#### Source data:
——

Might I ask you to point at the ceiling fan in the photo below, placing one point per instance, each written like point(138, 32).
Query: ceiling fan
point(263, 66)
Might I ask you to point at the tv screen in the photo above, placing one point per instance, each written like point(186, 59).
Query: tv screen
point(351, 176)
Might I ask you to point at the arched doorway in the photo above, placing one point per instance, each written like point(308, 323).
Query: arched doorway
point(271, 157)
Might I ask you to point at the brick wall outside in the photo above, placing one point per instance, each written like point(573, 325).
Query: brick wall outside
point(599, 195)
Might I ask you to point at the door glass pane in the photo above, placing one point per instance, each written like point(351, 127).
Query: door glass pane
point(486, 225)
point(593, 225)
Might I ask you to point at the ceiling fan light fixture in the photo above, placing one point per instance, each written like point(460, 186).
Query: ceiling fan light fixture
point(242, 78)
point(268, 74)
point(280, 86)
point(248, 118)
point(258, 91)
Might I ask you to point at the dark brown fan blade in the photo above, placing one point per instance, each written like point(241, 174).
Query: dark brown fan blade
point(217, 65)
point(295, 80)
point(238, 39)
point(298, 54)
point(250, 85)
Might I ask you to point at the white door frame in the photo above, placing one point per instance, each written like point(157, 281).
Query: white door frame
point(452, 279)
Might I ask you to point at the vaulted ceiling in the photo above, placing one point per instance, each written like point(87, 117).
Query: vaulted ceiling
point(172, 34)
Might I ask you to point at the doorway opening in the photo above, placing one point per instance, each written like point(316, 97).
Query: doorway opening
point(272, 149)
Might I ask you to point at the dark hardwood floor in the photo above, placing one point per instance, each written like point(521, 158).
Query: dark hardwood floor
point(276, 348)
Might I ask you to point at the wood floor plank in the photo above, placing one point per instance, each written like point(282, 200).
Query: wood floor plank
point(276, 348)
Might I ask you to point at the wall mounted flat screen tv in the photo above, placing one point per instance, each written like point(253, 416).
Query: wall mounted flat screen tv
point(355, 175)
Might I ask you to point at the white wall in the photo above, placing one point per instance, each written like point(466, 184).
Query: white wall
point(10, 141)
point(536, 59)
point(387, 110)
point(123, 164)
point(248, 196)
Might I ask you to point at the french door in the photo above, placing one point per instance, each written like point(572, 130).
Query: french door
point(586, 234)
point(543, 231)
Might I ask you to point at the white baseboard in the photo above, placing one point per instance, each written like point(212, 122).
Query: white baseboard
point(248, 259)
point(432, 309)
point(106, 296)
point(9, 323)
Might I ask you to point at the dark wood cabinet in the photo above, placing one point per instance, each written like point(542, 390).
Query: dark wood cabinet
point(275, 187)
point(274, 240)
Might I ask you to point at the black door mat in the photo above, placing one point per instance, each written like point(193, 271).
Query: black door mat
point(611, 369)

——

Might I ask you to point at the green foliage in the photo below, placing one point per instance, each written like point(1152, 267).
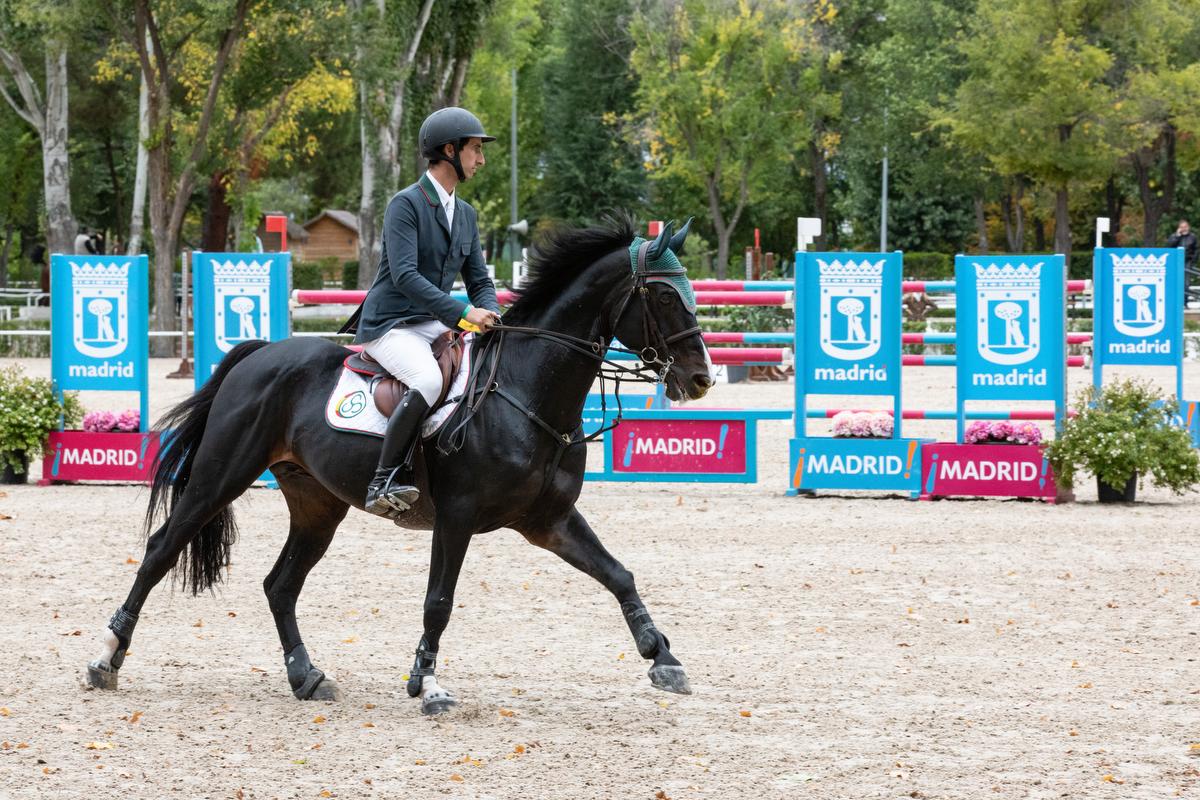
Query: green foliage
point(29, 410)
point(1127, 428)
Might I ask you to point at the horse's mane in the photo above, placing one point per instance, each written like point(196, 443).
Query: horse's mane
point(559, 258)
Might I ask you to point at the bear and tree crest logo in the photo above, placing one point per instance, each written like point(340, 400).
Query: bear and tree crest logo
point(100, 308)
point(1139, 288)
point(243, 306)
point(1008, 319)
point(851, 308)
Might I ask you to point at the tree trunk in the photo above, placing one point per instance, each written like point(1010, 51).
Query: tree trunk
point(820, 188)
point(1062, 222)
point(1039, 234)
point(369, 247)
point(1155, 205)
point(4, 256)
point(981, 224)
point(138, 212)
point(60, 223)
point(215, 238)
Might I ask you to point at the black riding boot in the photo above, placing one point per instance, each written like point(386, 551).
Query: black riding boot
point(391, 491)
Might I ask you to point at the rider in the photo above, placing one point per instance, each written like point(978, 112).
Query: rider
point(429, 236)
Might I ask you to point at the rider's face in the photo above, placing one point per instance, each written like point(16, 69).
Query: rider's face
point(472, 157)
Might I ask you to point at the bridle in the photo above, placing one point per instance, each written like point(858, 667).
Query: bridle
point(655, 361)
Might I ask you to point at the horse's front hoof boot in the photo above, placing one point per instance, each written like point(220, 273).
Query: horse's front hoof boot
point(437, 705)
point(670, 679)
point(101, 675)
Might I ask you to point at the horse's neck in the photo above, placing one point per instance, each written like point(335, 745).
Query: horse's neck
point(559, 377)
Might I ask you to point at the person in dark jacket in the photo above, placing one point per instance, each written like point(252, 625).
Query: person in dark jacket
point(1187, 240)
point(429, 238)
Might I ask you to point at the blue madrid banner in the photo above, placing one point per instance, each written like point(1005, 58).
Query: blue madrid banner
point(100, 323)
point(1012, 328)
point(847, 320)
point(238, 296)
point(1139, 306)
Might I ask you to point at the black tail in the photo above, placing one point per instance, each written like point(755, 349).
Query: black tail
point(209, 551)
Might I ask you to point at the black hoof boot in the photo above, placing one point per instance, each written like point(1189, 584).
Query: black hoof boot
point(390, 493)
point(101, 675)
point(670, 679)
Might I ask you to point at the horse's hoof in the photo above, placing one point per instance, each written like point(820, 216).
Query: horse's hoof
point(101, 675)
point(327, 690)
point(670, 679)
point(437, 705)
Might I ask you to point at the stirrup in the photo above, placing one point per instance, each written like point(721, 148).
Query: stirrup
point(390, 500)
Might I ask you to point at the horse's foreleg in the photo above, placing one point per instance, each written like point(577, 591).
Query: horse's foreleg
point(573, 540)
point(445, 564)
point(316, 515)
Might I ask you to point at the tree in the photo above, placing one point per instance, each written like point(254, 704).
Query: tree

——

#### Given problem:
Output the lines from the one containing "Might I ask you to point at the french" through the one containing "point(611, 369)" as a numbered list, including both of those lines and skipping any blank lines.

#### Task solution:
1. Might I ask you to point at the french door in the photo above, placing one point per instance, each written like point(572, 130).
2. Query: french door
3. point(586, 234)
4. point(543, 231)
5. Might I ask you to point at the white baseboard in the photo above, placing one point per instance, each written like point(212, 122).
6. Query: white baseboard
7. point(248, 259)
8. point(432, 309)
9. point(106, 296)
10. point(9, 323)
11. Might I ask you to point at the dark wood cabinet in the photo above, placing one point per instance, each written like point(542, 390).
12. Query: dark wood cabinet
13. point(275, 187)
14. point(274, 240)
15. Might I ask you to point at the black door mat in the photo above, placing one point per instance, each written like point(193, 271).
16. Query: black door mat
17. point(611, 369)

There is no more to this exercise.